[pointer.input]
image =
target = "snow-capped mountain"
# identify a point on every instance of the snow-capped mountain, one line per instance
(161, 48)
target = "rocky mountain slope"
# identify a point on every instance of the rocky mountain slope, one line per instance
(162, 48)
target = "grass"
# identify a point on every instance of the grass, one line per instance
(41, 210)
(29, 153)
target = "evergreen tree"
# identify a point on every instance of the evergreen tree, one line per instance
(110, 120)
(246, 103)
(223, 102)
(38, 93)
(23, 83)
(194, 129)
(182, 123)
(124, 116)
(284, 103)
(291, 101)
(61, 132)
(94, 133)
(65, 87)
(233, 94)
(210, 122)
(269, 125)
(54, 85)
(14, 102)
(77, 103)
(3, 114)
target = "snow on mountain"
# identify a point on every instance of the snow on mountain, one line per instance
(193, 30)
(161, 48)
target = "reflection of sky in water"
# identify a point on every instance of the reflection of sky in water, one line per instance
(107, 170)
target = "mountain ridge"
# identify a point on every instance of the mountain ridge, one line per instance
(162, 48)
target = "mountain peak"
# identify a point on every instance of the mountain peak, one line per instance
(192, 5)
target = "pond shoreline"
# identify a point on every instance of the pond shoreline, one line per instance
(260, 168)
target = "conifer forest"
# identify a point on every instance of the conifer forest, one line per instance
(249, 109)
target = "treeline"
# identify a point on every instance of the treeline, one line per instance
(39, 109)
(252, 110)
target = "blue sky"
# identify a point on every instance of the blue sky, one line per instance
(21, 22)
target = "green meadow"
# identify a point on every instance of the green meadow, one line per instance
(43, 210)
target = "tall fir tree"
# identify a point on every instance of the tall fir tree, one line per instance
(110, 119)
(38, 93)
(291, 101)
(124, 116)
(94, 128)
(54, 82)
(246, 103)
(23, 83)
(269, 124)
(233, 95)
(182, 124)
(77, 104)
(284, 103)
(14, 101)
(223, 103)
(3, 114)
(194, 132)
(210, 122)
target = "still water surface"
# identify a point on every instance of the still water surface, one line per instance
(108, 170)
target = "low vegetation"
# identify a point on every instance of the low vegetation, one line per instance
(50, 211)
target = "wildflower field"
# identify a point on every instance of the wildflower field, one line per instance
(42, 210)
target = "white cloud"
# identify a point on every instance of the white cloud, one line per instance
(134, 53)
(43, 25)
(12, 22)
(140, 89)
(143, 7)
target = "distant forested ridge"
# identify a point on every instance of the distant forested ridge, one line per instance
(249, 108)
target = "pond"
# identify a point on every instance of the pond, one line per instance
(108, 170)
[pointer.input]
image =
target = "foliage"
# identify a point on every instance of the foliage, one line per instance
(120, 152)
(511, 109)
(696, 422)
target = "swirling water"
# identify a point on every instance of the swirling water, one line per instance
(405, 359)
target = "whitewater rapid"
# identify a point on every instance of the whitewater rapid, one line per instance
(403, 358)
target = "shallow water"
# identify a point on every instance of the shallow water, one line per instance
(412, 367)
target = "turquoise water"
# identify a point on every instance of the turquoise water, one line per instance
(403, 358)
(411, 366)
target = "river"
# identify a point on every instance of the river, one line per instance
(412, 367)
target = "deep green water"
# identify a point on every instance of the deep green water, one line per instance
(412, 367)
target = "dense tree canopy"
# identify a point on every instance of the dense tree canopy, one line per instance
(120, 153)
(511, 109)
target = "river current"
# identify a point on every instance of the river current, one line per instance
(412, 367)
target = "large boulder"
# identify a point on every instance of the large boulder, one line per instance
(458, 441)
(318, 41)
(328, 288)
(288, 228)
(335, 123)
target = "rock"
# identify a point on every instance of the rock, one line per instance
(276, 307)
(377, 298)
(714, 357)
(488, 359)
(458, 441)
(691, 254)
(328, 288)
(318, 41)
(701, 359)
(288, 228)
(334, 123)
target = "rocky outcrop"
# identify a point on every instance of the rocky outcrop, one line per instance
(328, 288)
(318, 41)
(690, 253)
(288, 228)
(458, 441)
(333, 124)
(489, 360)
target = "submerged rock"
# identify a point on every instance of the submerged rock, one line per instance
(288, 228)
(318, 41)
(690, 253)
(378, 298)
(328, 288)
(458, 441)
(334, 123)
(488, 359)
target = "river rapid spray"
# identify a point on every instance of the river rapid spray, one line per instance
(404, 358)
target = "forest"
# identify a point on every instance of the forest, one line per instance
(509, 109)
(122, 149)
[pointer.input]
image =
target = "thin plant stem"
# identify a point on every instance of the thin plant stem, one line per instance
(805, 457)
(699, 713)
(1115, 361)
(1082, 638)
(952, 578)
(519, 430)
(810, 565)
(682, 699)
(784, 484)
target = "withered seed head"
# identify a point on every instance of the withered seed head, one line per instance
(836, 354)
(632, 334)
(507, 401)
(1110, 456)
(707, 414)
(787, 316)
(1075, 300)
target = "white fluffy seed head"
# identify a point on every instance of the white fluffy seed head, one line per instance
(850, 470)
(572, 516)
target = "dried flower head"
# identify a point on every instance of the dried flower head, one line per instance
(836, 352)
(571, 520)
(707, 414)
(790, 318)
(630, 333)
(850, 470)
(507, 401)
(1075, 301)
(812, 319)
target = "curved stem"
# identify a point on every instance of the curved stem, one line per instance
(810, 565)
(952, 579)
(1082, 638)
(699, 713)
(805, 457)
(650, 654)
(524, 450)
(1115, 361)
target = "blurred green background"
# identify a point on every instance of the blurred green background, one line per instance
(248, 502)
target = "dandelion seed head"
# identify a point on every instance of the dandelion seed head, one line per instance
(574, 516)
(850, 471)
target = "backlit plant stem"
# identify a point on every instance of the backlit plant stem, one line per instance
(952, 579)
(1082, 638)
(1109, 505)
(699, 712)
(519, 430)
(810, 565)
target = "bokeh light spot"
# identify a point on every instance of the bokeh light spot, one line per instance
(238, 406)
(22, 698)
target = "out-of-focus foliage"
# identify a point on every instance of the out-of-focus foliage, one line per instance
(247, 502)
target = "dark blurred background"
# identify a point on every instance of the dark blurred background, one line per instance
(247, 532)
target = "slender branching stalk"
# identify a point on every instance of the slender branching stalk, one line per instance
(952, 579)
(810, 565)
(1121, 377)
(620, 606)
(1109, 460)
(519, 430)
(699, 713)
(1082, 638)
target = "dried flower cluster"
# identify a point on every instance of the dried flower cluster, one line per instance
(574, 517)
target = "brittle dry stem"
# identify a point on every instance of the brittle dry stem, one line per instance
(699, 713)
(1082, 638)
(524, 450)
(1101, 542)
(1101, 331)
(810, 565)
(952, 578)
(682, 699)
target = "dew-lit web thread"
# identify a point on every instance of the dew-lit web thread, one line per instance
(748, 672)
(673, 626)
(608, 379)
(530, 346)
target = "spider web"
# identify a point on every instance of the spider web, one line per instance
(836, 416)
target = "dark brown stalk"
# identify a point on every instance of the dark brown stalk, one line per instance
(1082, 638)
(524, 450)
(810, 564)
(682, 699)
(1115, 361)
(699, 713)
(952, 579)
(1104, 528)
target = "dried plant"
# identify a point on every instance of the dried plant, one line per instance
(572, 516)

## Exercise brief
Reproduce all of the material above word for word.

## Answer
[pointer.input]
image =
target = "snow-capped mountain"
# identify a point on every instance of the snow-capped mountain, one line per instance
(161, 48)
target = "rocky mountain slope"
# identify a point on every instance of the rocky mountain slope, one line per instance
(162, 48)
target = "grass"
# identify a point on every instance of the grass, one line per instance
(41, 210)
(29, 153)
target = "evergreen tree"
# identify a point on every instance of the evergreen tree, one line per instance
(110, 120)
(246, 103)
(223, 102)
(38, 93)
(23, 83)
(194, 129)
(182, 123)
(124, 116)
(284, 103)
(291, 101)
(61, 132)
(94, 133)
(65, 87)
(233, 94)
(210, 122)
(269, 125)
(54, 85)
(14, 102)
(77, 103)
(3, 114)
target = "snow on mountain"
# identify a point on every instance of the snow on mountain, one line per instance
(193, 30)
(161, 48)
target = "reflection of sky in water"
# identify a point on every instance of the reflection of sky in water, one line per instance
(107, 170)
target = "mountain ridge"
# identify a point on every instance of the mountain ridge, one line per instance
(162, 48)
target = "mountain peak"
# identify a point on every instance of the mountain peak, one line per instance
(192, 5)
target = "pond shoreline"
# identify a point on every instance of the pond shoreline, one line per instance
(260, 168)
target = "conifer forest"
# identify a point on every instance of the conifer forest, one line per instance
(249, 109)
target = "treeline"
# identify a point on every instance of the treeline, one line per instance
(39, 109)
(252, 110)
target = "blue sky"
# identify a point on every instance of the blue sky, one line per instance
(21, 22)
target = "green meadow"
# identify a point on every instance of the green meadow, one line per instance
(43, 210)
target = "tall fir tree"
# identify a point on every instance of the tall fir tree, one line per instance
(110, 119)
(38, 93)
(291, 101)
(124, 116)
(94, 128)
(54, 82)
(246, 103)
(23, 83)
(269, 124)
(233, 95)
(182, 124)
(77, 104)
(284, 103)
(14, 101)
(223, 103)
(3, 114)
(194, 132)
(210, 122)
target = "still water surface"
# identify a point on every instance of the still water surface, one line per instance
(108, 170)
target = "low vegetation"
# identify a point on every instance of the low vegetation, one line per instance
(50, 211)
target = "wildflower field"
# identify a point on every instance of the wildflower field, one line per instance
(42, 210)
target = "white cloud"
# identify a point on every instance of the white cloud, one line per instance
(134, 53)
(43, 25)
(12, 22)
(140, 89)
(143, 7)
target = "distant forested ridge"
# identify a point on every instance of the distant forested ridge, one line per instance
(249, 108)
target = "pond"
# identify a point on every instance of the pond, one line per instance
(108, 170)
[pointer.input]
image =
target = "foliage"
# identify a point on every instance of the foliage, one line per instance
(120, 152)
(511, 109)
(696, 422)
target = "swirling water"
# identify a point on every instance of the swirling water, one line per instance
(405, 359)
target = "whitewater rapid"
# identify a point on every instance of the whitewater rapid, one line per instance
(403, 358)
target = "shallow water"
# identify a point on every instance of the shallow water, one line per instance
(412, 367)
target = "turquoise water"
# identify a point on every instance of the turquoise water, one line per instance
(403, 358)
(411, 366)
target = "river"
# identify a point on every instance of the river, one line per instance
(412, 367)
target = "deep green water"
# identify a point on every instance of the deep green water, one line per instance
(412, 367)
target = "dense tree canopy"
# identify a point on every instance of the dense tree canopy, one line per instance
(120, 153)
(511, 109)
target = "river current"
# identify a point on every instance of the river current, one line per instance
(412, 367)
target = "large boulder"
# identify a point on every instance of the large boulder, one line per instance
(458, 441)
(318, 41)
(328, 288)
(288, 228)
(335, 123)
target = "rock"
# identify a point on every instance of the rock, one line per instance
(276, 307)
(377, 298)
(714, 357)
(488, 359)
(458, 441)
(691, 254)
(328, 288)
(318, 41)
(701, 359)
(288, 228)
(334, 123)
target = "rocky outcrop"
# identify a point on every instance of the rocky outcrop, one line per instance
(328, 288)
(318, 41)
(690, 253)
(288, 228)
(458, 441)
(333, 124)
(489, 360)
target = "submerged rock"
# identify a point on every instance of the submerged rock, one line per instance
(288, 228)
(318, 41)
(690, 253)
(378, 298)
(328, 288)
(458, 441)
(334, 123)
(488, 359)
target = "river rapid spray"
# identify a point on every instance of the river rapid spray, one line per instance
(404, 358)
target = "forest"
# identify a point on every instance of the forest, one line per instance
(509, 109)
(122, 149)
[pointer.input]
image =
target = "thin plant stem"
# identify a point on every instance of the thin plant stem, one line per instance
(805, 457)
(699, 713)
(1115, 361)
(1082, 638)
(952, 578)
(519, 430)
(810, 565)
(682, 699)
(784, 484)
target = "withered seed head"
# identify a point on every instance of the withered seed head, one line per instance
(836, 354)
(632, 334)
(507, 401)
(1110, 456)
(707, 414)
(787, 316)
(1075, 300)
target = "white fluffy seed head"
# identify a point on every instance of the white fluffy seed head, one line per instance
(850, 470)
(572, 516)
target = "dried flower head"
# identify a point on every instance of the dried flower head, one line per instance
(836, 352)
(571, 520)
(707, 414)
(790, 318)
(630, 333)
(850, 470)
(507, 401)
(1075, 301)
(812, 319)
target = "curved stem"
# identify a point on every instance of the curved stem, one line per instance
(810, 565)
(952, 579)
(1082, 638)
(699, 713)
(805, 457)
(650, 654)
(524, 450)
(1115, 361)
target = "blurred green background"
# identify a point on every instance of the blurred green background, one line per instance
(248, 502)
target = "dandelion seed head"
# identify a point on every instance of the dandelion seed head, one line per instance
(574, 516)
(850, 471)
target = "backlit plant stem"
# identify a point on every instance of the backlit plant stem, one line per instance
(952, 579)
(1082, 638)
(1109, 505)
(699, 712)
(519, 430)
(810, 565)
target = "bokeh light spot"
# identify a point on every instance of the bokeh light spot, one line per instance
(238, 406)
(22, 698)
target = "out-of-focus foliage"
# identify a point on every instance of the out-of-focus foliage, one line per instance
(247, 502)
target = "dark blurred background"
# identify a point on every instance of the dark blurred background, one line per instance
(247, 532)
target = "slender branching stalk"
# identify a point on every instance of the slender branching stalk, one line per instance
(952, 579)
(810, 565)
(1121, 377)
(620, 606)
(1109, 460)
(519, 430)
(699, 713)
(1082, 638)
target = "dried flower cluster"
# identify a point on every instance of the dried flower cluster, one line per instance
(574, 517)
target = "brittle dry stem"
# identify a point on every instance of the brittle dry stem, one line per instance
(699, 713)
(1082, 638)
(524, 450)
(1101, 542)
(1101, 331)
(810, 565)
(952, 578)
(682, 699)
target = "dew-lit web thread"
# identify a point on every instance of the dew-lit web thread, one line per instance
(748, 672)
(673, 626)
(608, 379)
(530, 346)
target = "spider web"
# identify a point on every instance of the spider web, one line per instance
(836, 416)
target = "dark brown stalk"
# identify a point on every instance of the dark brown stalk, one line per instance
(1082, 638)
(524, 450)
(810, 564)
(682, 699)
(1115, 361)
(699, 713)
(952, 579)
(1104, 528)
target = "dried plant"
# identify a point on every instance of the dried plant, one line per instance
(572, 516)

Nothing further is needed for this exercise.